Exercise
Using the entries below, write out the line with "Q: In the photo above, mark the grassy", the line with "Q: In the photo above, mark the two-story", and every line in between, exactly as each is written.

Records from a collection:
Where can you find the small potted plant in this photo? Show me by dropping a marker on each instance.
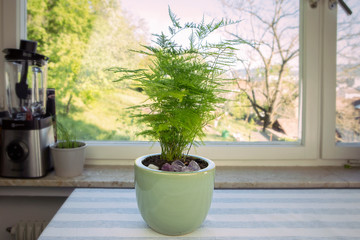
(183, 85)
(67, 153)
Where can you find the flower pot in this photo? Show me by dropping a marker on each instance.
(68, 162)
(174, 203)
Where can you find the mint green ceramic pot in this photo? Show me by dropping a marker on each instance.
(174, 203)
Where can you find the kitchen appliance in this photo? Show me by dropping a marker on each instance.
(27, 129)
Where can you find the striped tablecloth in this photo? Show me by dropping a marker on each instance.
(323, 214)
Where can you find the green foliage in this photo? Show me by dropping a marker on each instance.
(81, 40)
(66, 139)
(182, 83)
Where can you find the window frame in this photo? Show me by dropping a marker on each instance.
(307, 153)
(331, 150)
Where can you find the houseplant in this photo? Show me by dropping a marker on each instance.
(67, 153)
(183, 85)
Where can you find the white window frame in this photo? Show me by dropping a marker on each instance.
(308, 153)
(331, 150)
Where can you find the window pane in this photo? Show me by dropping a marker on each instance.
(83, 38)
(348, 75)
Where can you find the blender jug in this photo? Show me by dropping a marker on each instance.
(27, 132)
(25, 77)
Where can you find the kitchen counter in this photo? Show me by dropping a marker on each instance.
(329, 214)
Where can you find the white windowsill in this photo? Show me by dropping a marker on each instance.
(226, 177)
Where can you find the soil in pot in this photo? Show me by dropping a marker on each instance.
(157, 161)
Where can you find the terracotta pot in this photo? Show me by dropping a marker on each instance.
(68, 162)
(174, 203)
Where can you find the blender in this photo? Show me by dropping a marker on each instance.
(27, 129)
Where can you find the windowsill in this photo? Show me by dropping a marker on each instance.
(226, 177)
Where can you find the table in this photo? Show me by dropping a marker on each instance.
(306, 214)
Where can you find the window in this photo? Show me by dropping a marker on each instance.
(341, 83)
(312, 100)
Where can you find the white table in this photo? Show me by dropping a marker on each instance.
(317, 214)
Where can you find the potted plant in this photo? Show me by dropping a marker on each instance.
(67, 153)
(183, 85)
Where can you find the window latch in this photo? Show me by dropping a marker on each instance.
(333, 3)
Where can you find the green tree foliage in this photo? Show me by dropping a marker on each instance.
(81, 38)
(62, 29)
(182, 85)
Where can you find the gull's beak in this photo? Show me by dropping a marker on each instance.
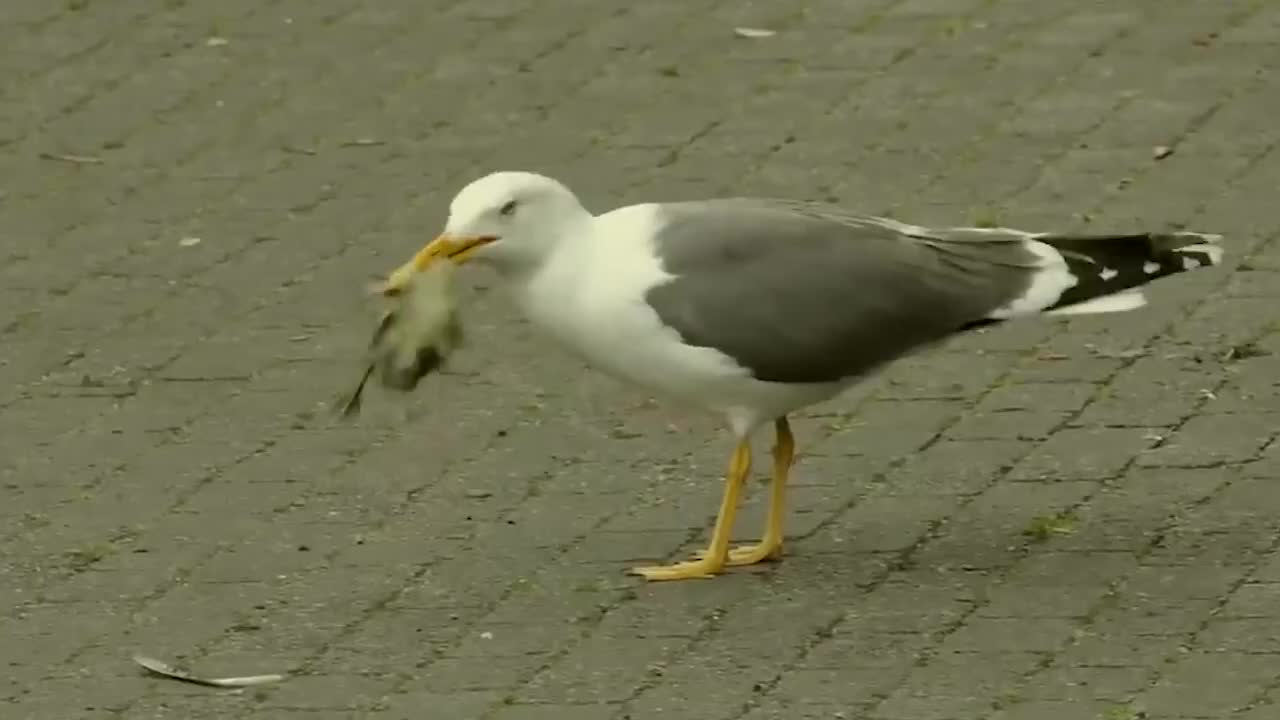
(446, 247)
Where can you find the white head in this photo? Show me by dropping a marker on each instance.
(511, 220)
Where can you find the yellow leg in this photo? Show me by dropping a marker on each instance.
(716, 555)
(771, 542)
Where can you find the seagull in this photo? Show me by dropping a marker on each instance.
(757, 308)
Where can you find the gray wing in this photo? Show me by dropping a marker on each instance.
(805, 294)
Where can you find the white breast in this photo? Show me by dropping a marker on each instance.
(590, 296)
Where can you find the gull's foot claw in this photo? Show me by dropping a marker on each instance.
(749, 554)
(702, 568)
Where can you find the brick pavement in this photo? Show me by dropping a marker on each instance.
(1047, 520)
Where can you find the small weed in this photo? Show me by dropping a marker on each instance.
(1043, 527)
(1243, 351)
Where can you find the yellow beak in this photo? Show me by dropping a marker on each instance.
(444, 247)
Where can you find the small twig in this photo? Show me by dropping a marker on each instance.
(168, 670)
(76, 159)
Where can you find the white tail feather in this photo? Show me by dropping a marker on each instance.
(1114, 302)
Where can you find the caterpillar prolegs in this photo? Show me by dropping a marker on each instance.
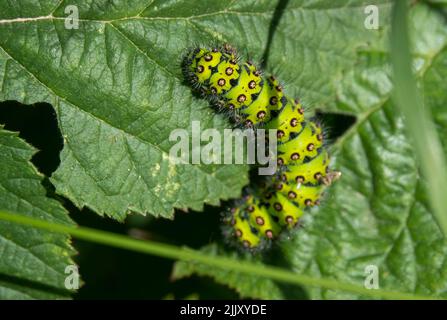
(254, 100)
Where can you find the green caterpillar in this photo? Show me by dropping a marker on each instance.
(253, 100)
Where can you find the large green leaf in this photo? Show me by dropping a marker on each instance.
(378, 213)
(32, 262)
(117, 97)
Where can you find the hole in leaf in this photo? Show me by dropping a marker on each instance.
(335, 124)
(37, 125)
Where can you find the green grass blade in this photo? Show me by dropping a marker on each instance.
(418, 118)
(178, 253)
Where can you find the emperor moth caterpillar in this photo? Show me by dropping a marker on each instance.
(254, 100)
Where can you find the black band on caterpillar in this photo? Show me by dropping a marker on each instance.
(252, 100)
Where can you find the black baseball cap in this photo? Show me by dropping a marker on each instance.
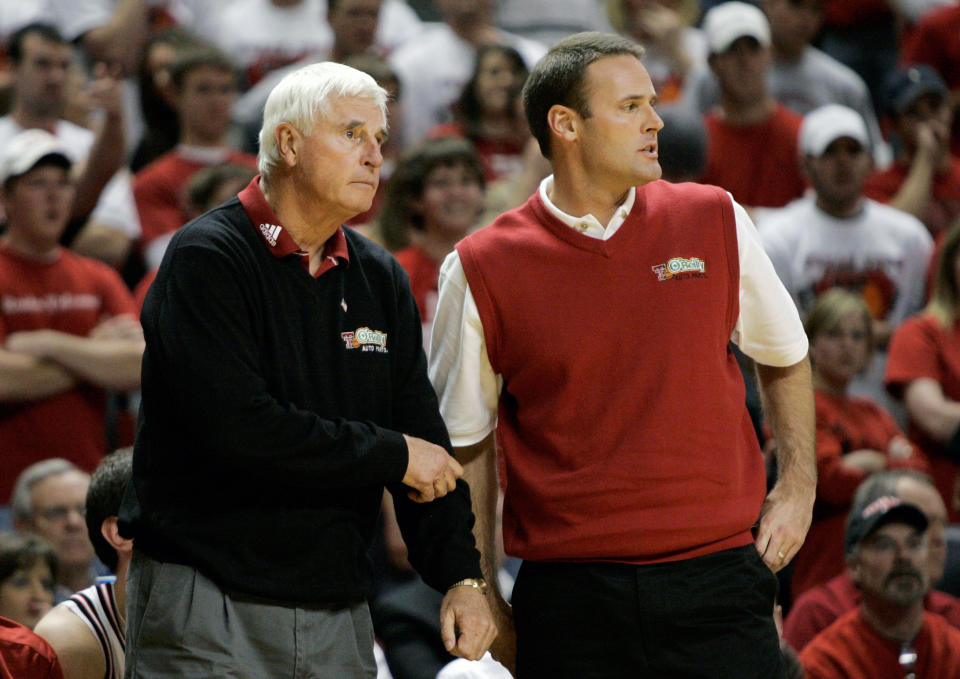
(866, 519)
(909, 83)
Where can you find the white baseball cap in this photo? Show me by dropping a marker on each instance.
(23, 152)
(823, 126)
(727, 22)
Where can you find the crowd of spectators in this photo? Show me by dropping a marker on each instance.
(122, 120)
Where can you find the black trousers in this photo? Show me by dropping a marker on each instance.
(705, 618)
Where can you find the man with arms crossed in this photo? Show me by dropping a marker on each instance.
(284, 386)
(600, 354)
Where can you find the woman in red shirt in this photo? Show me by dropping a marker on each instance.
(923, 368)
(855, 436)
(434, 199)
(489, 113)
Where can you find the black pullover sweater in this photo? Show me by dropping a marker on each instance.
(272, 413)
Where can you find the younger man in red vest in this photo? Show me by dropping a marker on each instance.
(590, 328)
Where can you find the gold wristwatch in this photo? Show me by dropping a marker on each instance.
(477, 583)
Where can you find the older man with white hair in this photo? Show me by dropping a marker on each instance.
(284, 387)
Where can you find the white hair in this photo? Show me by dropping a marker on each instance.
(21, 501)
(306, 95)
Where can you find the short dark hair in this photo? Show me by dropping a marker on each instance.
(50, 160)
(376, 67)
(468, 108)
(560, 78)
(107, 485)
(409, 178)
(22, 550)
(191, 58)
(46, 31)
(204, 185)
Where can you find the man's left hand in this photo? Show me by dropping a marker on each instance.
(784, 520)
(466, 623)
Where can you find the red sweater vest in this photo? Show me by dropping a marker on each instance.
(622, 415)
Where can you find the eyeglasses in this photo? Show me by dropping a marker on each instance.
(61, 512)
(908, 660)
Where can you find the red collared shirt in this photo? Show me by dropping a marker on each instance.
(279, 241)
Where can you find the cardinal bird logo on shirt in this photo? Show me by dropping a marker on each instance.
(680, 267)
(365, 339)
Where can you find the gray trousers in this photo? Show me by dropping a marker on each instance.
(181, 625)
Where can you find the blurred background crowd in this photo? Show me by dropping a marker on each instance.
(832, 121)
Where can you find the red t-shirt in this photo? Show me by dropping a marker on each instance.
(935, 40)
(609, 454)
(843, 426)
(851, 649)
(819, 607)
(920, 347)
(140, 292)
(159, 190)
(846, 13)
(499, 157)
(24, 655)
(943, 210)
(758, 164)
(71, 294)
(424, 274)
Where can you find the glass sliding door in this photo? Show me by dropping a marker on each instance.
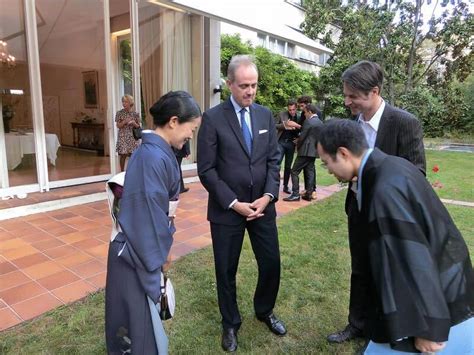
(73, 82)
(171, 56)
(17, 143)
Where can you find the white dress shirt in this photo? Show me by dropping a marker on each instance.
(371, 126)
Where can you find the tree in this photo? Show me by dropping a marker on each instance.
(392, 34)
(279, 79)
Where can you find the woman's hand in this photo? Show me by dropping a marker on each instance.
(428, 346)
(167, 265)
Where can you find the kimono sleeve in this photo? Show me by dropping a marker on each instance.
(144, 217)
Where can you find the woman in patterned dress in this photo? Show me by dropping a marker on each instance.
(126, 120)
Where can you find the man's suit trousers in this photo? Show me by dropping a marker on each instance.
(227, 244)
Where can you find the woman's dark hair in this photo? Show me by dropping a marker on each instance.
(346, 133)
(175, 103)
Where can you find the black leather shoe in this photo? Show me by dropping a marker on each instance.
(292, 197)
(307, 197)
(229, 340)
(350, 332)
(275, 325)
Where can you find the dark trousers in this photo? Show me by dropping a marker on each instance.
(180, 159)
(227, 244)
(287, 151)
(360, 276)
(307, 165)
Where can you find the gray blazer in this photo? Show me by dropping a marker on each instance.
(309, 137)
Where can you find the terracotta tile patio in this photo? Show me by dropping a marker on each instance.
(53, 258)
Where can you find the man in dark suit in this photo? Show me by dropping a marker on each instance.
(237, 159)
(393, 131)
(288, 130)
(307, 155)
(421, 278)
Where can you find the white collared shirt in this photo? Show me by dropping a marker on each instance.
(371, 127)
(237, 109)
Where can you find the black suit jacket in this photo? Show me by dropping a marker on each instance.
(309, 137)
(227, 170)
(399, 134)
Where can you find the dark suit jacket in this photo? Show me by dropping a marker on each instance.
(309, 137)
(399, 134)
(411, 233)
(281, 119)
(183, 152)
(226, 169)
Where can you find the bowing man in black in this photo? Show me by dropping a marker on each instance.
(237, 160)
(420, 277)
(393, 131)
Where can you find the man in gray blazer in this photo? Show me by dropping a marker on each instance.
(393, 131)
(307, 154)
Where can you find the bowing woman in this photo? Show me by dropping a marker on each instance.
(141, 248)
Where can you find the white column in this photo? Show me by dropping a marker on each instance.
(4, 183)
(111, 103)
(36, 94)
(214, 61)
(135, 35)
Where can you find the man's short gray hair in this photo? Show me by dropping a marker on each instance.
(237, 61)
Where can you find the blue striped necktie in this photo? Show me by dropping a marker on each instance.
(245, 131)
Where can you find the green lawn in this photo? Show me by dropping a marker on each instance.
(312, 301)
(456, 174)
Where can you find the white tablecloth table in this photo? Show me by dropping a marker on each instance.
(17, 145)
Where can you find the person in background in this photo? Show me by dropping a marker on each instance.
(420, 280)
(307, 154)
(393, 131)
(303, 101)
(139, 251)
(288, 130)
(126, 119)
(180, 154)
(237, 159)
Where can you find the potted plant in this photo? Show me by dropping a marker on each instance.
(7, 113)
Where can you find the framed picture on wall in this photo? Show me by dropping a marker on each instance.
(90, 81)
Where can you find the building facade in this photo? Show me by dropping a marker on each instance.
(75, 59)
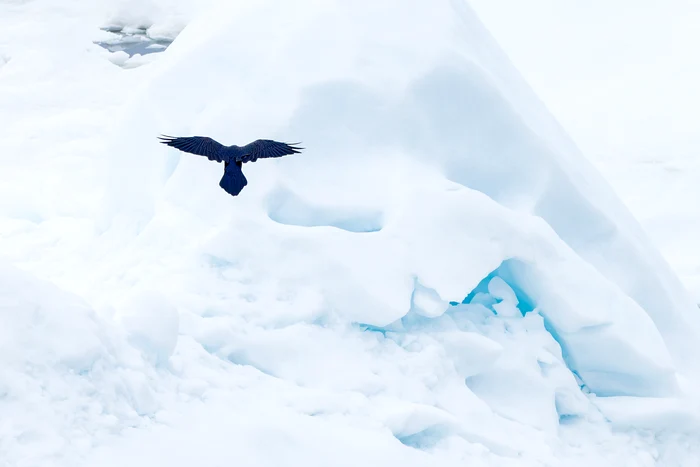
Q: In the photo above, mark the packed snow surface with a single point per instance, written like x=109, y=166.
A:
x=439, y=278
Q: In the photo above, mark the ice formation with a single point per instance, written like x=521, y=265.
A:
x=439, y=278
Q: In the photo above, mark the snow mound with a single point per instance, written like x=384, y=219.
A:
x=439, y=278
x=63, y=369
x=399, y=121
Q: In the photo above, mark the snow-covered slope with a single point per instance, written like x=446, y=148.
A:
x=440, y=277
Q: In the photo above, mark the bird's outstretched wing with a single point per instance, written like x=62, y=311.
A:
x=264, y=148
x=233, y=180
x=200, y=145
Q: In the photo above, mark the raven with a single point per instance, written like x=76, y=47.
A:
x=233, y=156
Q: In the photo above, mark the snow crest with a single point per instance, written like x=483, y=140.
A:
x=439, y=277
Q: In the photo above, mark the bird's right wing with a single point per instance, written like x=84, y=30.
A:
x=233, y=180
x=200, y=145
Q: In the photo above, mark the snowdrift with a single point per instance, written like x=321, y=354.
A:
x=440, y=277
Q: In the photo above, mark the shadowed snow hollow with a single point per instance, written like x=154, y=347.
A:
x=404, y=123
x=438, y=279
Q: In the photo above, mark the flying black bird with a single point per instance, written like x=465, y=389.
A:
x=233, y=156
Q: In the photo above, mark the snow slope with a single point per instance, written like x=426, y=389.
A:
x=439, y=278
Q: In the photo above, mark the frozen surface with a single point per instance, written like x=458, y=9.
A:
x=440, y=278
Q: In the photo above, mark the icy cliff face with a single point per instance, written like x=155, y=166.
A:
x=407, y=113
x=439, y=277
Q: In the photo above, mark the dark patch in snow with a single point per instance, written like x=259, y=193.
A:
x=285, y=207
x=133, y=42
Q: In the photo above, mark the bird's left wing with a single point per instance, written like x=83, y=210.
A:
x=264, y=148
x=200, y=145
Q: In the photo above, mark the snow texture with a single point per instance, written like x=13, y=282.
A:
x=440, y=278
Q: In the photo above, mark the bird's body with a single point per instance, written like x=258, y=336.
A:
x=232, y=156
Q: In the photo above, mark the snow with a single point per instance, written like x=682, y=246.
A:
x=439, y=278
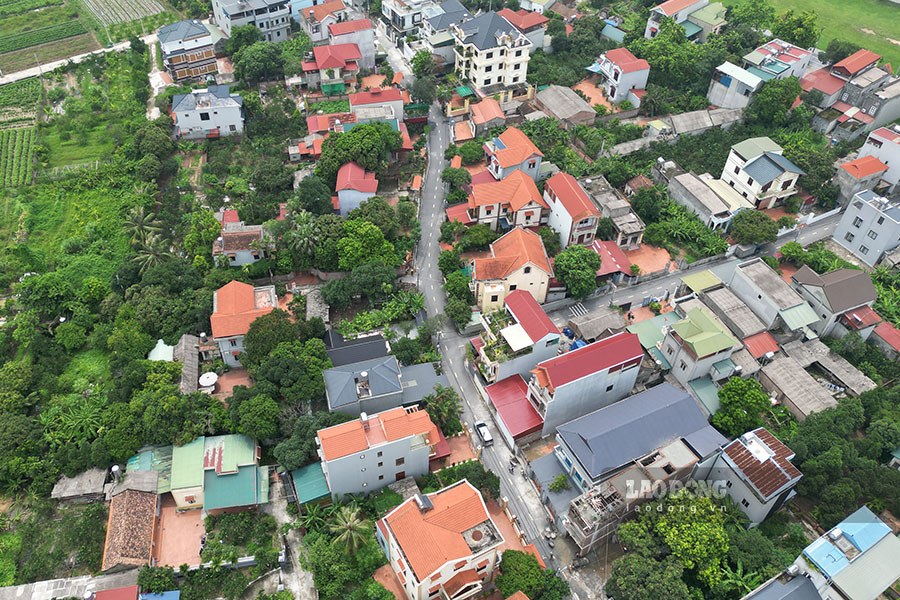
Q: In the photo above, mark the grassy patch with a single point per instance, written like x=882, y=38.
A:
x=868, y=23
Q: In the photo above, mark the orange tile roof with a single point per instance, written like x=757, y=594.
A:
x=517, y=191
x=518, y=148
x=235, y=309
x=434, y=538
x=510, y=252
x=864, y=166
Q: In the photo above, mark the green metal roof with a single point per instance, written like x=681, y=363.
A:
x=703, y=333
x=701, y=281
x=707, y=392
x=187, y=464
x=309, y=483
x=797, y=317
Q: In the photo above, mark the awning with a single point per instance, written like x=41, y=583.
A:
x=798, y=317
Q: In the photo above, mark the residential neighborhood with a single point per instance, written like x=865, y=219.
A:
x=422, y=299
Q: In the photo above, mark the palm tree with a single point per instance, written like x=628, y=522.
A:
x=350, y=528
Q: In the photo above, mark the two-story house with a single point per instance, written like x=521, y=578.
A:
x=187, y=50
x=869, y=227
x=441, y=545
x=513, y=202
x=359, y=32
x=518, y=261
x=208, y=113
x=575, y=383
x=366, y=454
x=834, y=294
x=622, y=73
x=490, y=52
x=699, y=345
x=333, y=68
x=235, y=306
x=514, y=340
x=572, y=214
x=315, y=20
x=756, y=169
x=271, y=17
x=512, y=150
x=757, y=474
x=354, y=186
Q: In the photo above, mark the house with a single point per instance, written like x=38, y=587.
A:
x=518, y=261
x=833, y=294
x=208, y=113
x=512, y=150
x=235, y=306
x=732, y=87
x=678, y=11
x=442, y=544
x=757, y=474
x=757, y=170
x=333, y=68
x=564, y=105
x=618, y=454
x=314, y=20
x=514, y=341
x=359, y=32
x=271, y=17
x=770, y=297
x=622, y=73
x=392, y=98
x=869, y=227
x=490, y=52
x=187, y=50
x=699, y=345
x=354, y=186
x=884, y=144
x=629, y=228
x=855, y=560
x=354, y=454
x=584, y=379
x=863, y=173
x=532, y=23
x=572, y=213
x=777, y=59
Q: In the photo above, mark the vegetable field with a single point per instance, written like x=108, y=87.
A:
x=16, y=147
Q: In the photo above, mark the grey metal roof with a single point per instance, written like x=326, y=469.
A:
x=383, y=374
x=611, y=437
x=181, y=30
x=482, y=31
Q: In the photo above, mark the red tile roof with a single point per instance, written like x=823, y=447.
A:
x=349, y=26
x=627, y=61
x=375, y=97
x=601, y=355
x=613, y=259
x=433, y=538
x=523, y=19
x=823, y=81
x=572, y=197
x=236, y=308
x=351, y=176
x=864, y=167
x=767, y=476
x=889, y=333
x=518, y=148
x=530, y=315
x=510, y=398
x=760, y=344
x=856, y=61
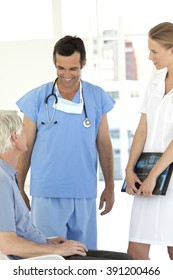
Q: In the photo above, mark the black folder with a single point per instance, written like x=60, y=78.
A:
x=144, y=165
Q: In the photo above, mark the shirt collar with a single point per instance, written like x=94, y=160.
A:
x=8, y=168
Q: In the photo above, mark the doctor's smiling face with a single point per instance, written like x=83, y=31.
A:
x=160, y=56
x=69, y=70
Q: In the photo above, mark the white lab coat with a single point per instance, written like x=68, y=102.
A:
x=151, y=218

Exercise solution
Q: In the photo above, mark the grassy patch with a single point per instance, written like x=882, y=38.
A:
x=868, y=23
Q: In the photo above, mark the orange tile roof with a single point per instance, written like x=757, y=594.
A:
x=517, y=191
x=518, y=148
x=235, y=309
x=434, y=538
x=510, y=252
x=864, y=166
Q: In the photo above, mark the green metal roof with a single point per instance, written like x=681, y=363.
A:
x=703, y=333
x=701, y=281
x=707, y=392
x=187, y=464
x=309, y=483
x=797, y=317
Q: In the photo above, mark the awning with a single point per instance, written like x=41, y=583.
A:
x=798, y=317
Q: In the photo above, mark the residential neighborhood with a single point per instance, written like x=865, y=219.
A:
x=422, y=299
Q: In the photo above, mark the palm tree with a single point per instance, written like x=628, y=522.
A:
x=350, y=528
Q: In the photo above, mark the two-story house with a single point per instance, written like x=521, y=578.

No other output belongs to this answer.